**Tarefas e exercícios**:
**A)** Reproduza, da reportagem sobre Lambari, o trecho que vai de "No cassino há" até "pode ser instalado.".
**B)** De acordo com a reportagem sobre Lambari, em que mês e ano foi criado o Museu Américo Werneck?

**Trecho do documento**:
************

Lambari – Foi nesta cidade de 19 mil habitantes, no Circuito das Águas, no Sul de Minas, a 370 quilômetros de Belo Horizonte, que nasceram as irmãs Henriqueta e Alaíde Lisboa, no início do século passado. A mais velha, Henriqueta, poeta, professora de literatura e tradutora, marcou época como a primeira mulher na Academia Mineira de Letras; Alaíde foi escritora, jornalista, educadora e também marcou época como vereadora eleita em Belo Horizonte, a primeira em Minas Gerais.
A cidade pouco guarda da memória das duas irmãs, mas o novo prefeito, Marco Antônio Resende, o Marcão (PT), garante que a história vai mudar. “Vamos fazer um resgate da cultura. É intenção nossa comemorar os filhos ilustres da cidade”, afirma. O momento é oportuno, porque em 2010 comemora-se o centenário da construção do Cassino de Lambari, obra monumental hoje subutilizada.
No cassino há espaço reservado para a implantação do Museu Américo Werneck, nome que homenageia o primeiro prefeito da cidade. O museu foi criado em dezembro de 1996 e jamais instalado. O projeto é iniciativa do historiador Nascime Bacha, que, por conta própria, começou a reunir o que conseguia do acervo histórico e cultural do município, especialmente depois de um incêndio que atingiu o prédio da prefeitura em 1986.
“Depois do incêndio, eu não podia dormir”, lembra Bacha que, aos 88 anos, luta com energia para preservar a memória da cidade. Não por acaso, Alaíde Lisboa foi escolhida patronesse do museu e, segundo Bacha, era uma entusiasta do projeto. Bacha informa que uma reforma no prédio do cassino jamais foi concluída e que o museu, até hoje, não pode ser instalado.
O acervo está na casa do próprio historiador, no Centro da cidade. “Tenho um pequeno museu na minha casa”, revela Bacha. “Está entulhando a nossa casa”, reclama a filha dele, Miryam Bacha Magalhães. Para Nascime Bacha, prefeitos inexpressivos intelectualmente não tinham o objetivo de cuidar da história. Agora, ele acredita que o projeto será concluído. Ele conta que tem lutado com voluntários para abrir o museu.
Inicialmente, serão ocupadas quatro salas do cassino. Mas a intenção de Bacha é, paulatinamente, estender para outras dependências do prédio. Enquanto o projeto não se materializa, Nascime vai recolhendo a história. “Eu vivo procurando localizar matérias que interessam na formação cultural do museu. Nessa luta, vou desenvolvendo o acervo. Ganho muita coisa da população.”
Miryam Bacha diz que a família fica tentando realizar um sonho e todos acabam envolvidos, mas mostra preocupação com as condições de armazenamento. “Fica parecendo um depósito”, explica. Para proteger o acervo, Bacha vai relacionando e encaixotando o que consegue.

************

Itens de um conjunto de dados
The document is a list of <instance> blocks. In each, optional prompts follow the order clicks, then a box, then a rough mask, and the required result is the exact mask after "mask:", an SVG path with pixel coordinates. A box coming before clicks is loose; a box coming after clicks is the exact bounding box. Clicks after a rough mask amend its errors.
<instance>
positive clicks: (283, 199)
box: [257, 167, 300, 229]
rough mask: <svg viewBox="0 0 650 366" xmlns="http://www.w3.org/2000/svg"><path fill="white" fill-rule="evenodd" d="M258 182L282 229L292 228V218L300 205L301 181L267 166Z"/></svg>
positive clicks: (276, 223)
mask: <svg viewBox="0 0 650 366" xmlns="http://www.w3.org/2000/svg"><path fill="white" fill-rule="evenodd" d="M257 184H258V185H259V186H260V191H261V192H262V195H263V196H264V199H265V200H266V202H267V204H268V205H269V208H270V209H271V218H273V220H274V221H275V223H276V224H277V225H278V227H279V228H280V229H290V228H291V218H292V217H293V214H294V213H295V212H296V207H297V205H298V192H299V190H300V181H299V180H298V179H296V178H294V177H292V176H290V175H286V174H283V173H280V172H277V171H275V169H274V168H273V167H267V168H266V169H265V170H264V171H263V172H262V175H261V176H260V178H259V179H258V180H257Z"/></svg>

************

**Respostas por item**:
**A)**
No cassino há espaço reservado para a implantação do Museu Américo Werneck, nome que homenageia o primeiro prefeito da cidade. O museu foi criado em dezembro de 1996 e jamais instalado. O projeto é iniciativa do historiador Nascime Bacha, que, por conta própria, começou a reunir o que conseguia do acervo histórico e cultural do município, especialmente depois de um incêndio que atingiu o prédio da prefeitura em 1986.
“Depois do incêndio, eu não podia dormir”, lembra Bacha que, aos 88 anos, luta com energia para preservar a memória da cidade. Não por acaso, Alaíde Lisboa foi escolhida patronesse do museu e, segundo Bacha, era uma entusiasta do projeto. Bacha informa que uma reforma no prédio do cassino jamais foi concluída e que o museu, até hoje, não pode ser instalado.

**B)** Em dezembro de 1996.